Start of Provided records
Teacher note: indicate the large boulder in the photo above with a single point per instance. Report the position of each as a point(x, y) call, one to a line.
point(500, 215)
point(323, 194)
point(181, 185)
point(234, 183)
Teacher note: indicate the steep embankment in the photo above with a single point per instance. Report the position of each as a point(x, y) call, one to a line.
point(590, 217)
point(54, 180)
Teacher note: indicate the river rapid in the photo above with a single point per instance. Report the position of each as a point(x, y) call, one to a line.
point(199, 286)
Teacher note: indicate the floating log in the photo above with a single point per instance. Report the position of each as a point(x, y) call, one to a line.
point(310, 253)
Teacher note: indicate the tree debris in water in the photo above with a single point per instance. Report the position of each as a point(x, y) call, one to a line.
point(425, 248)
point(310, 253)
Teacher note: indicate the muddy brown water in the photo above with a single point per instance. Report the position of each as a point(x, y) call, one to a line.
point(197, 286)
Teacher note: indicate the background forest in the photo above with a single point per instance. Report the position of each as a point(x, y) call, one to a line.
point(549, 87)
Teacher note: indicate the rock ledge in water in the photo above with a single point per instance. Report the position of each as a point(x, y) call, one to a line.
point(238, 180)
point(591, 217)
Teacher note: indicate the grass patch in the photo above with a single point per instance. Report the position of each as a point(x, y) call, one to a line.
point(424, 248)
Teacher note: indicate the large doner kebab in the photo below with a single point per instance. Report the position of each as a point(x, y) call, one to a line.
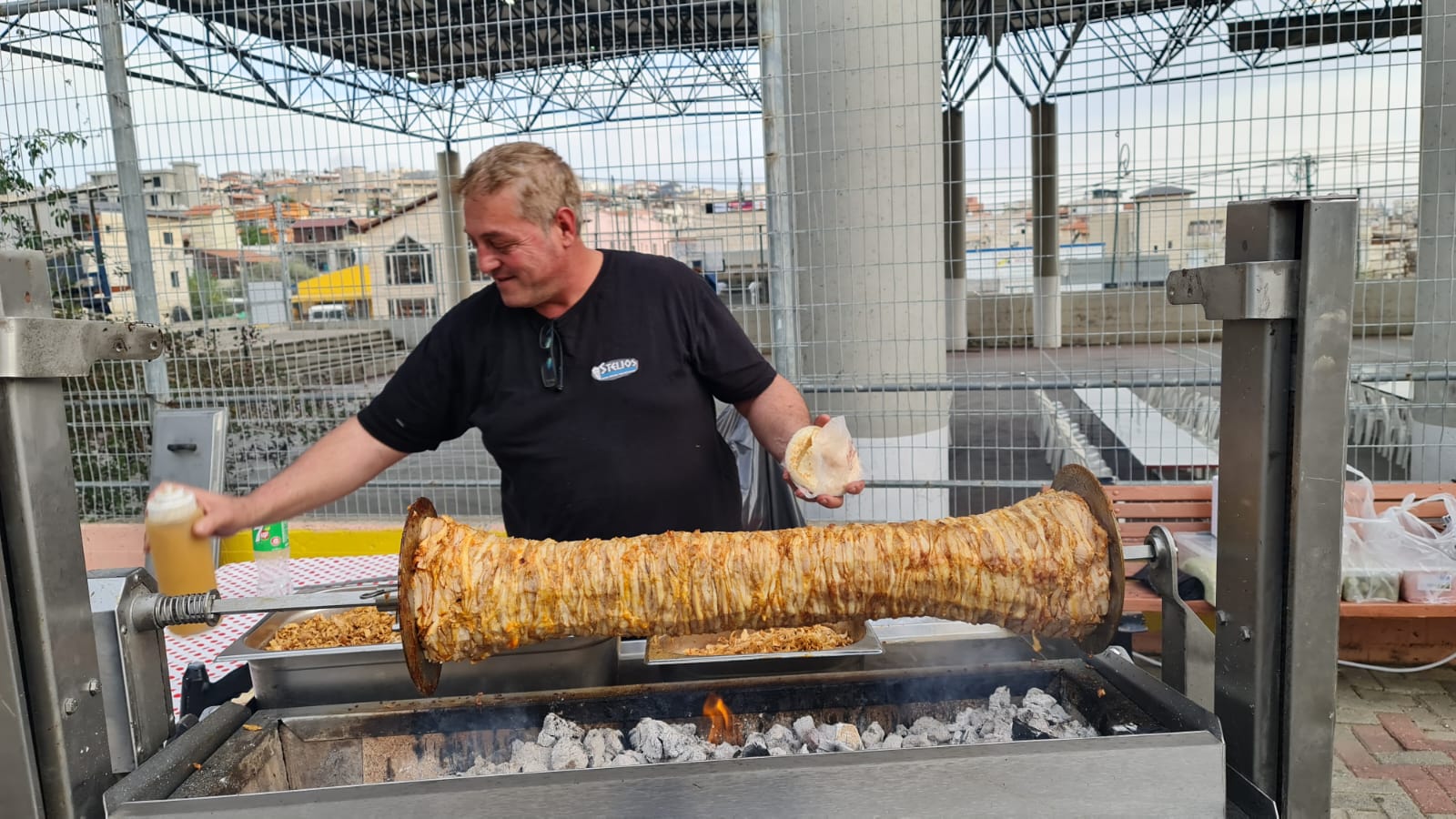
point(1048, 566)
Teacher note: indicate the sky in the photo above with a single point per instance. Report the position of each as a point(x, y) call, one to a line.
point(1227, 136)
End of Provided records
_Short exercise_.
Recast all of the material above as a numbered list with one entry per line and no blank lines. Omit the picture from your answer.

_The output_.
1. Teacher note: indicate the large boulder in the photo above with a single point per instance. Report the position of each as a point(x, y) call, one to a line.
2. point(500, 215)
3. point(323, 194)
4. point(181, 185)
5. point(234, 183)
6. Teacher note: indicate the steep embankment in the photo above with a single point per instance. Report the position of each as a point(x, y) call, one to a line.
7. point(590, 217)
8. point(54, 180)
9. Teacher note: indicate the river rapid in the photo above with a single point per instance. Report the position of each as a point(x, y) call, one to a line.
10. point(199, 286)
11. Teacher note: indicate the floating log in the photo above with a single point per instance. Report the position of each as a point(x, y) call, one to a line.
12. point(310, 253)
13. Teacher note: indicate the tree debris in water in the photo above with a single point per instance. Report the position of each as a point(x, y) call, one to a line.
14. point(425, 248)
15. point(310, 253)
16. Teacher note: indicate the muddy brown water in the photo above with a single point per instance. Report the position of each as a point(x, y) call, one to a line.
17. point(197, 286)
18. Teacher note: indicate the background forest in the photo above with a single point per instance. Report the position of each as a point(x, y) call, one to a line.
19. point(549, 87)
20. Teacher note: indicate the rock ledge in water in the photo above with a single point per instance. Report the position of each as a point(x, y) call, one to a line.
21. point(238, 180)
22. point(591, 217)
23. Teacher note: indicate the grass patch in the photo above with a single point per instance. Report the position of each as a point(x, y) call, one to a line.
24. point(424, 248)
25. Teacher note: indicate the large doner kebab in the photo below with a single point per instance. Report the position of each as a point(x, y) call, one to a line.
26. point(1048, 566)
27. Teacher note: indicate the sky in the photo above with a single point per instance. Report the position of each as a point(x, y) call, one to a line.
28. point(1227, 136)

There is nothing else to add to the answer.